** EXERCISE INSTRUCTIONS **
Leave out the images and set down the records below exactly.

DATA EXCERPTS Block Start

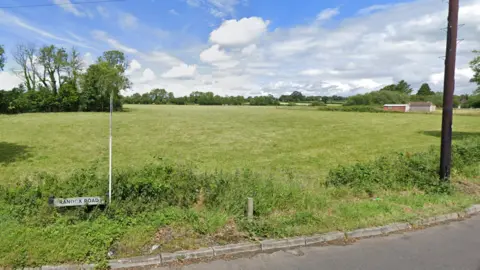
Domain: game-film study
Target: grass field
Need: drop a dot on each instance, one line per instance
(290, 151)
(308, 142)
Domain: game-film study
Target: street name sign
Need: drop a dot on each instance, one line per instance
(79, 201)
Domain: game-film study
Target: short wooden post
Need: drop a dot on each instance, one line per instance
(250, 209)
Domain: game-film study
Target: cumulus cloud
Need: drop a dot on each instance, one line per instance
(327, 14)
(103, 12)
(8, 80)
(69, 7)
(214, 54)
(133, 66)
(377, 46)
(249, 49)
(103, 36)
(148, 75)
(162, 58)
(127, 21)
(183, 71)
(239, 33)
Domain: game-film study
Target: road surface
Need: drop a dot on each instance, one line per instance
(452, 246)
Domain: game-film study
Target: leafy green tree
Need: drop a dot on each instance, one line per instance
(115, 59)
(475, 66)
(25, 56)
(425, 90)
(402, 87)
(98, 83)
(54, 61)
(2, 57)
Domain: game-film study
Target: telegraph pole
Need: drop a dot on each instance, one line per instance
(448, 89)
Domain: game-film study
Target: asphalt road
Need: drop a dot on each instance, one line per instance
(452, 246)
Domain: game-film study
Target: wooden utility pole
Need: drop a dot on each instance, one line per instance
(448, 90)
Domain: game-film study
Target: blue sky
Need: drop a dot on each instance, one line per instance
(253, 46)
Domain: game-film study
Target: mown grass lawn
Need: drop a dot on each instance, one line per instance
(305, 142)
(283, 156)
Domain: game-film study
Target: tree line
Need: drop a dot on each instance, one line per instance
(56, 80)
(401, 93)
(161, 96)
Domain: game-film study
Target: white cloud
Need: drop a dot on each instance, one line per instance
(69, 7)
(239, 33)
(217, 13)
(194, 3)
(218, 8)
(181, 72)
(87, 60)
(327, 14)
(214, 54)
(133, 66)
(103, 36)
(162, 57)
(8, 80)
(103, 12)
(460, 73)
(312, 72)
(9, 19)
(147, 76)
(173, 12)
(127, 21)
(372, 9)
(249, 49)
(360, 54)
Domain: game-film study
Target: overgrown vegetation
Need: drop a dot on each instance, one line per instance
(55, 80)
(162, 197)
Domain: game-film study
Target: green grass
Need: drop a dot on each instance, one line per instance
(308, 143)
(283, 157)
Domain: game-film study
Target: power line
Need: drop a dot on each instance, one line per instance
(60, 4)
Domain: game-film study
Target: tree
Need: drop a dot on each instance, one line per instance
(98, 83)
(25, 56)
(402, 87)
(54, 61)
(2, 57)
(115, 59)
(475, 66)
(425, 90)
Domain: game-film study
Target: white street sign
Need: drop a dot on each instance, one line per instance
(80, 201)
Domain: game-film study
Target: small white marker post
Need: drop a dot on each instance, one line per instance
(110, 153)
(250, 209)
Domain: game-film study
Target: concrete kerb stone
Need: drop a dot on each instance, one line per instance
(63, 267)
(437, 219)
(368, 232)
(187, 255)
(395, 227)
(141, 261)
(472, 210)
(237, 249)
(268, 245)
(324, 238)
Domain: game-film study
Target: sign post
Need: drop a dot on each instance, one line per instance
(79, 201)
(110, 153)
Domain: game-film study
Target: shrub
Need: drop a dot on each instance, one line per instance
(400, 171)
(317, 104)
(352, 109)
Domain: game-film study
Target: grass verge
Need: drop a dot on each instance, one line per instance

DATA EXCERPTS Block End

** COMPLETED TASK **
Domain: game-film study
Target: grass field
Need: drop a dot on each instance, one line per instance
(290, 151)
(308, 142)
Domain: game-film study
Target: street name sign
Need: drop a dot on each instance, one line per instance
(79, 201)
Domain: game-film study
Target: short wooden post
Need: drop a dot on each instance, one line per instance
(250, 209)
Domain: game-film study
Target: cumulus cloud
Need: drop a dot on each instance, one line per instance
(327, 14)
(103, 12)
(8, 80)
(69, 7)
(214, 54)
(133, 66)
(377, 46)
(249, 49)
(103, 36)
(148, 75)
(162, 58)
(127, 21)
(183, 71)
(239, 33)
Domain: game-film study
Target: road surface
Need: drop a dot on each instance, one line per instance
(452, 246)
Domain: game-film study
Target: leafy green tree
Need: drop a dot on each instance, one line per instance
(115, 59)
(475, 66)
(25, 56)
(425, 90)
(402, 87)
(98, 83)
(54, 61)
(2, 57)
Domain: game-film study
Target: telegraph pole
Need: drop a dot on each instance, one line per instance
(448, 89)
Domain: game-film study
Target: asphalt road
Need: drop a dot on each instance, one line per instance
(452, 246)
Domain: game-film study
Target: wooden utility pole
Need: drop a dot on each instance, one line per instance
(448, 90)
Domain: game-film study
Target: blue sky
Need: drop a dot on each instance, one line per instance
(253, 46)
Domain: game-film study
Target: mown grass lawn
Need: drop a dot on each instance, one line per instance
(305, 142)
(283, 156)
Domain: game-film study
Target: tree line
Need: drop a dot on each instance, one line per instance
(56, 80)
(401, 93)
(161, 96)
Domain: game-film study
Target: white cloud
Need: drop a dot on each instance, one line per instance
(69, 7)
(239, 33)
(217, 13)
(194, 3)
(218, 8)
(181, 72)
(87, 60)
(327, 14)
(214, 54)
(133, 66)
(103, 36)
(162, 57)
(8, 80)
(103, 12)
(460, 73)
(312, 72)
(9, 19)
(147, 76)
(173, 12)
(127, 21)
(372, 9)
(249, 49)
(360, 54)
Domain: game-film study
Target: overgrown vegetation
Need: drop a dot on each instance, one line per instance
(55, 80)
(162, 197)
Domain: game-film study
Target: green grass
Need: drop a dot on each instance, one line per instance
(308, 143)
(283, 157)
Domain: game-film study
Target: power line
Need: drop a dot on each instance, one line per instance
(60, 4)
Domain: game-film study
Target: tree
Need: drop a dot on each instance, one line per instance
(98, 83)
(25, 56)
(402, 87)
(54, 61)
(2, 57)
(115, 59)
(475, 66)
(425, 90)
Domain: game-film study
Target: white street sign
Need: drop a dot on each instance, one line per instance
(80, 201)
Domain: game-film study
Target: small white marker post
Need: drop a dot on each instance, one line per instance
(110, 153)
(250, 209)
Domain: game-film study
Target: concrete kerb stone
Need: drop a dot on each instance, one line per instance
(63, 267)
(437, 219)
(368, 232)
(187, 255)
(395, 227)
(141, 261)
(472, 210)
(237, 249)
(268, 245)
(324, 238)
Domain: game-film study
Target: sign post
Need: drop a dot on each instance, one line per instance
(79, 201)
(110, 153)
Domain: game-film study
Target: shrub
Need: drop a dot on each instance, one line per instance
(400, 171)
(317, 104)
(352, 109)
Domain: game-film study
Target: grass verge
Need: drop a dot on each instance, one line per instance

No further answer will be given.